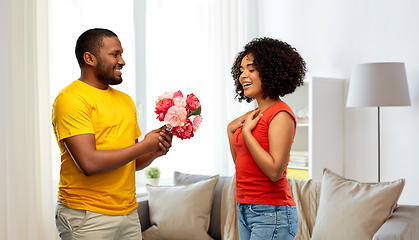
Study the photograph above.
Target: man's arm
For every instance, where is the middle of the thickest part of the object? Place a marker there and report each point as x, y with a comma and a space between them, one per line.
82, 149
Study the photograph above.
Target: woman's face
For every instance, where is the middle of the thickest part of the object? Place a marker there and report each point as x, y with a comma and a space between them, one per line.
249, 78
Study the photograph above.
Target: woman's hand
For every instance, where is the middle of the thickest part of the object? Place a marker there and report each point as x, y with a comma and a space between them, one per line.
236, 123
251, 120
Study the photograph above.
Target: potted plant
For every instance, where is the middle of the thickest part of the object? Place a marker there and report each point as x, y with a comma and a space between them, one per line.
152, 174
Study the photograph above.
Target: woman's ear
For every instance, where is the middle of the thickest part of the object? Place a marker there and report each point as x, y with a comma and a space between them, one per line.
89, 59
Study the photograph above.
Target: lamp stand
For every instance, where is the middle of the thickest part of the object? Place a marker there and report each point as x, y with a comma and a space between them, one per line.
378, 144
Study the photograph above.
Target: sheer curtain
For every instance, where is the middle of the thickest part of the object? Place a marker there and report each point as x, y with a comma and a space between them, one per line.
191, 46
26, 196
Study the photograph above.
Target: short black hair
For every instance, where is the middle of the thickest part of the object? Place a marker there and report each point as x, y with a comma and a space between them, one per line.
280, 66
91, 41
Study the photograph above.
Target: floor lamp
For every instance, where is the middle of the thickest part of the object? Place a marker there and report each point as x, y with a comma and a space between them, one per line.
378, 85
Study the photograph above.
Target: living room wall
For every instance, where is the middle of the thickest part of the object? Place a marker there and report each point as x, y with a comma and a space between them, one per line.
333, 36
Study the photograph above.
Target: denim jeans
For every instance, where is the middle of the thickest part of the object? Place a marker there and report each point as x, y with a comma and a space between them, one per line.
263, 222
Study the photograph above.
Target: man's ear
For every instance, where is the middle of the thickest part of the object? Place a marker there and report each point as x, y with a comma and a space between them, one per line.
89, 59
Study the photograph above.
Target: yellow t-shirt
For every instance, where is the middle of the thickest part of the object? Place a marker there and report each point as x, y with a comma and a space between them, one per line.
111, 116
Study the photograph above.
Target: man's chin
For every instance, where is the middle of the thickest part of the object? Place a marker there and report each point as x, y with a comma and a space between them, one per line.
115, 81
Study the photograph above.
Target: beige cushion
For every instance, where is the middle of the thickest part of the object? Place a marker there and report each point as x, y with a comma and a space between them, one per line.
180, 212
352, 210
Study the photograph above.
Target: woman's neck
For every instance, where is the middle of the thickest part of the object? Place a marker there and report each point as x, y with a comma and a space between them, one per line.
264, 104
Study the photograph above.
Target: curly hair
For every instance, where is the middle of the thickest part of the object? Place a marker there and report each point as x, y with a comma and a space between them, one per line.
281, 69
91, 41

******************************

**Exercise task**
Reproduce all of the material above word for word. Omit the pictures.

**Written reply**
Study the photograph above.
Target: man's arm
For every instance, where is the middle of the thickest part of the object? Place a marker there and report each point as x, y with a comma and a space between them, one per line.
82, 149
Study the photograph above.
Target: woman's face
For every instance, where is the middle of the thickest part of the object? Place a marker there and report each point as x, y with a comma and a space between them, one per line.
249, 78
Study the photograph above.
Target: woman's hand
For every instance, where is the middle of the thickest part of the object? Place a marker there and report each point as x, y with a comma and a space between them, one per line.
236, 123
251, 120
Study the photograph above.
Target: potted plant
For every instance, where is the middle of the thickest part of the object? Place a marker there and report each point as x, y with a comma and a space between them, one per line.
152, 174
Study the photograph above.
Target: woman's ear
For every instance, where is the middle of the thickest part of the object? Place a marker there and report each point as x, y with a comma and a space between them, one per line.
89, 59
Study the photograph above.
Target: lamp stand
For every instance, where is the middle of the thickest part of the object? Place a marker there and report each point as x, y with a comma and a space between them, one per line.
378, 144
Study the photograph above.
Target: sheer curtain
For every instance, where is the middle of the thickest part of the object? Place a marker there and report each point as x, y with a comma and a space between them, one per line.
191, 46
26, 196
Study the photograph above.
Target: short black hair
For every instance, where is the middle of the thickest part of the object? Place a marker there and report each point as x, y with a comma and a space between them, one per line.
280, 66
91, 41
Study the photograph above.
Target: floor lamp
For every instance, where is the middle of the thickest part of the object? Place a marker there and report each point as x, y with a comma and a space between them, one per line.
378, 85
Study the photograph above.
Target: living room wall
For every instance, where is the middle of the thickest part of the object? Place a marker there and report each point as x, y with a comma and a space between them, one per line.
333, 36
Study the photograph above.
Target: denim jeans
For every instance, where is the middle of the thickest part of the object? Place a marker there and report each point as x, y with a comma and a space between them, one per line.
263, 222
Study the photograph above.
Target: man's ear
For every instance, where is the middle of the thickest part of the object? Place a marker there and report each point as x, y with a comma and a space between them, one per line.
89, 59
Study the photograph above.
Target: yellow t-shirt
For every instance, where is the middle of the thickest part of the object? Place a marker there and report each point as x, y with a comma and a space between them, one per line.
111, 116
Study the photograph above.
Target: man's chin
For every instance, where is the middle of the thickest part of the object? Place a marker there and report each point as x, y with a comma and a space between them, one per line.
115, 81
Study the photograph above.
Target: beige cushion
For every instance, where is the middle of the thickest part of the object? Place a marker there and report each point as x, y with a comma and a space between them, one per line.
180, 212
352, 210
Study the photograph above.
Target: woman's neck
For every instance, where is the middle of the thickest part of the object? Place a marker there and report each point as x, y with a comma and a space between them, one per line.
264, 104
Study the photograph above.
Target: curly hair
For every instance, where is the middle of the thickest part of the object? Place a marker there and report each point as x, y with a comma and a space between them, one per line.
281, 69
91, 41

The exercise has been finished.